→ **What is needed**:
Give the material again in full, matching it exactly.

→ **Extracted records**:
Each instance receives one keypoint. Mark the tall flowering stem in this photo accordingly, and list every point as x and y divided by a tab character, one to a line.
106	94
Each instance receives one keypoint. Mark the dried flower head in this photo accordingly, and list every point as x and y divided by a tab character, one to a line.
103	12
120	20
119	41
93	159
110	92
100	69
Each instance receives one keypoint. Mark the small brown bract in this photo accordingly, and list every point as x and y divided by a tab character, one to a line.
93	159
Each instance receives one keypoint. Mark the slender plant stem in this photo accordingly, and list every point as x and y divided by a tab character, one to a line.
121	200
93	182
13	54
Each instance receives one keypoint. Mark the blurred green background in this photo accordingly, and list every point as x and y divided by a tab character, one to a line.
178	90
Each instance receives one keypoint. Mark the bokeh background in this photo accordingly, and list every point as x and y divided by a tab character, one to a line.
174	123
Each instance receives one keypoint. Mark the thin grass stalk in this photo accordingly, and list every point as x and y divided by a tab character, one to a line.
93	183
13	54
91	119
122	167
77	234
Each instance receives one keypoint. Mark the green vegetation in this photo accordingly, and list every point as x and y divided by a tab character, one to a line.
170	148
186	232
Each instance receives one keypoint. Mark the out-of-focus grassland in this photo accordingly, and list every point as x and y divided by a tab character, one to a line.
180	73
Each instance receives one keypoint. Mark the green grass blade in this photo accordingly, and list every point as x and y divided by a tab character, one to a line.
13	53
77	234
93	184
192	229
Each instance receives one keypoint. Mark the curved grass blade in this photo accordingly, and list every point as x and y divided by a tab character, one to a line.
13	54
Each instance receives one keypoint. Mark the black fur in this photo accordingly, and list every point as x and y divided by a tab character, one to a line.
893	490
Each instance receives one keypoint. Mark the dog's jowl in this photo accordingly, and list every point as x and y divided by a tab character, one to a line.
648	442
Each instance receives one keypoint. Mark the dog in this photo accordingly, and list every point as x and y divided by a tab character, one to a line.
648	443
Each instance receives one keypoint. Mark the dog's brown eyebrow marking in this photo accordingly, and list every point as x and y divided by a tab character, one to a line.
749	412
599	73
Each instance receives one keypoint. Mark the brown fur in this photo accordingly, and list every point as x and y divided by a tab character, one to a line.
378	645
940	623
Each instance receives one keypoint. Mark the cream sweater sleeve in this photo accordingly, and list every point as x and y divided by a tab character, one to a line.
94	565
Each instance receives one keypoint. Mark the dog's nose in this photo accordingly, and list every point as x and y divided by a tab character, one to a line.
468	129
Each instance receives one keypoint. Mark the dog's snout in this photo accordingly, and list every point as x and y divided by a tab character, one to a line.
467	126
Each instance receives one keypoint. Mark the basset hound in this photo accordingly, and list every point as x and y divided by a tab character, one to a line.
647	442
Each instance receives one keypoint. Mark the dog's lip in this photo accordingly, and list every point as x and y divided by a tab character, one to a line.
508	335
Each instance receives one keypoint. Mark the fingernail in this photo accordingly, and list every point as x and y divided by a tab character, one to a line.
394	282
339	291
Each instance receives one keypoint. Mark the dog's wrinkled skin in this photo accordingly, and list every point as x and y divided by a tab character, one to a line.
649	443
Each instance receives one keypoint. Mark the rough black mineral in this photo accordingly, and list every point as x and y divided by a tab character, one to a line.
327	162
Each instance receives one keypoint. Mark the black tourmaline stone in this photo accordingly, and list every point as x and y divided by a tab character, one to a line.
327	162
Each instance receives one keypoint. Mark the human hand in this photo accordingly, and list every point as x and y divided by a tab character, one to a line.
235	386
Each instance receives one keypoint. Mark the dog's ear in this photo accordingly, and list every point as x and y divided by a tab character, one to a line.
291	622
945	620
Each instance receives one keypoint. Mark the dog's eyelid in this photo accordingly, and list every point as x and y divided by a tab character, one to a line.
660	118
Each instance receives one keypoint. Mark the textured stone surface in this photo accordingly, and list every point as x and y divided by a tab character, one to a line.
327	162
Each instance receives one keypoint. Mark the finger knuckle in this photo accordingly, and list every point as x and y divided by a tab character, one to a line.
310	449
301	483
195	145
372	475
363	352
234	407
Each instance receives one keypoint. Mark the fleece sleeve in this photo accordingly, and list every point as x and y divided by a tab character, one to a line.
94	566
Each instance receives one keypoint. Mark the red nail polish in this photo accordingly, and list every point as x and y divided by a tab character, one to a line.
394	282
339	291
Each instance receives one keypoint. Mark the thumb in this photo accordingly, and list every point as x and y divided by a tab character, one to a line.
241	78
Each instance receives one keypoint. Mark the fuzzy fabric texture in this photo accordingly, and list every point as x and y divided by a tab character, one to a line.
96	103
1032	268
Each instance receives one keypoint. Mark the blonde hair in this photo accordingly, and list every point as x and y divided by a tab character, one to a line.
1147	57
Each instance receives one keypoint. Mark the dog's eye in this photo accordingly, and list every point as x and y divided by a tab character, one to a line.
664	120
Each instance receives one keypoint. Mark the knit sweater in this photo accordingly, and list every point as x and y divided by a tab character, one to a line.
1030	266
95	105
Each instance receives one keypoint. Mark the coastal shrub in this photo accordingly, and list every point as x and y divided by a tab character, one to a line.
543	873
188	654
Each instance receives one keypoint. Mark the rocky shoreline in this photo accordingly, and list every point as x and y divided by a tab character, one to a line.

→ **The output**:
Each instance receives one keypoint. Mark the tall flowering stem in this photo accordingly, and list every point as x and y divided by a tab character, one to a line.
106	94
Each instance receives one keypoint. Mark the dried flower head in this photo accordingly, and list every point as x and y divided by a tab character, one to a line.
103	12
120	20
119	41
93	159
110	92
100	69
Each instance receives one keypoint. Mark the small brown bract in this photo accordingly, and list every point as x and y divided by a tab character, one to a line.
93	159
Each instance receives one keypoint. Mark the slender plant stem in this photo accordingly, and list every point as x and y divided by a tab character, one to a line.
121	200
93	182
13	54
Each instance receives one keypoint. Mark the blurred green background in this photo accordingly, and list every point as x and y divided by a tab character, one to a line.
178	90
Each instance receives one keypoint. Mark the bokeh background in this photo accordingly, and list every point as x and y divided by a tab character, one to a line.
174	123
Each instance receives one keypoint. Mark the thin grass stalk in this photo accordingly, and list every point as x and y divided by a tab character, one to a line.
93	183
13	54
91	119
122	167
77	234
Each instance receives one keypoint. Mark the green vegetation in this photo accordingly, and list every point as x and y divided by a tab character, one to a line.
170	148
186	232
Each instance receives one keypoint. Mark the out-of-focus grassland in this photo accordingly, and list every point as x and y divided by a tab character, one to a line.
180	73
Each instance receives one keypoint. Mark the green grass blade in this photo accordingly, and list every point as x and y divided by a tab character, one to a line.
13	53
77	234
93	184
192	229
Each instance receives one keypoint. Mark the curved grass blade in this photo accordingly, and list every point as x and y divided by a tab character, one to a line.
13	54
Each instance receives one keypoint. Mark the black fur in this photo accordingly, and list every point as x and y divided by a tab character, one to a line.
893	490
Each instance receives one keypoint. Mark the dog's jowl in this photo accordingly, and list every point as x and y divided by a tab character, one to a line.
648	442
Each instance receives one keypoint. Mark the dog in this photo accordingly, and list every point as x and y divided by a tab character, one to a line.
648	443
Each instance receives one keypoint. Mark the dog's brown eyebrow marking in this photo accordingly, and list every point as x and y divided by a tab character, one to a line.
749	412
599	73
Each instance receives one keypoint. Mark the brown fur in this photo accordingly, and list every point as x and y divided by a tab character, one to a line.
378	645
940	623
Each instance receives one keypoint. Mark the cream sweater sleeve in this photo accordingly, and list every point as x and y divided by a tab character, one to a line.
94	565
Each instance receives one keypoint. Mark the dog's nose in this photo accordingly, and list every point as x and y divided by a tab character, one to a line.
468	129
Each instance receives one keypoint. Mark the dog's snout in this photo accordingly, and list every point as x and y divided by a tab character, one to a line.
467	126
Each instance receives one keypoint. Mark the basset hound in this photo accordingly, and list every point as x and y divided by a tab character, one to a line.
647	442
Each instance receives one keypoint. Mark the dog's lip in this photo accordingly, and list every point as x and y divided by a tab character, one to a line.
508	335
Each instance receives one keypoint. Mark the fingernail in this photo accordingly, and list every point as x and y divided by a tab character, one to a line.
394	282
339	291
Each instance receives one keypoint. Mark the dog's wrinkled skin in this photo accordingly, and list every point as x and y divided by a tab character, one to a line.
649	443
Each instance receives one keypoint. Mark the rough black mineral in this photo accordingly, and list every point as x and y divided by a tab character, one to a line.
327	162
Each instance receives one keypoint. Mark the black tourmaline stone in this photo accordingly, and list every point as x and y divided by a tab character, one to a line.
327	162
Each instance receives one keypoint. Mark the human hand in this photo accordingly, and list every point as x and y divided by a tab character, one to a line.
235	386
Each instance receives one keypoint. Mark the dog's ear in this photo accordingly, and list every point as x and y divided by a tab character, one to a line.
291	622
945	620
Each instance receives one keypoint. Mark the dog's eyelid in this photo accordingly, and list every point as x and y divided by a tab character, one to a line.
660	118
Each instance receives one keypoint. Mark the textured stone surface in this photo accordingly, and list every point as x and y divided by a tab character, one to a line.
327	162
Each instance receives one keypoint. Mark the finger knuckle in this photo accordingly, and list every point as x and y divided by a tab character, one to a line.
310	449
301	483
195	145
372	475
363	352
234	407
Each instance receives one keypoint. Mark the fleece sleeve in this photo accordingly, and list every point as x and y divided by a tab character, one to a line.
94	566
Each instance receives one keypoint. Mark the red nail polish in this photo accordingly, and list every point as x and y divided by a tab character, one to a line.
394	282
339	291
Each instance receives one keypoint. Mark the thumb in this photo accordingly, and list every point as x and y divided by a tab character, one to a line.
241	78
Each instance receives one keypoint. Mark the fuzzy fabric texture in this photo accordingly, and list every point as x and y divided by a tab character, one to a line.
96	103
1032	268
Each instance receives one keypoint. Mark the blonde hair in this photo accordingly, and list every point as x and y divided by a tab character, one to a line.
1147	57
Each instance receives one keypoint. Mark the dog's eye in this photo accordingly, and list every point as x and y divided by a tab character, one to a line.
664	120
Each instance receives one keypoint. Mark the knit sweater in this photo accordingly, and list every point as x and y divided by a tab character, one to a line.
1030	266
95	105
Each instance receives one keypoint. Mark the coastal shrub in this photo accordingly, and list every point as x and y divided by a tab character, one to a line.
543	873
188	654
Each instance receives one keypoint. Mark the rocky shoreline in this photo accordingly, and list every point as x and y divided by a tab character, one to a line.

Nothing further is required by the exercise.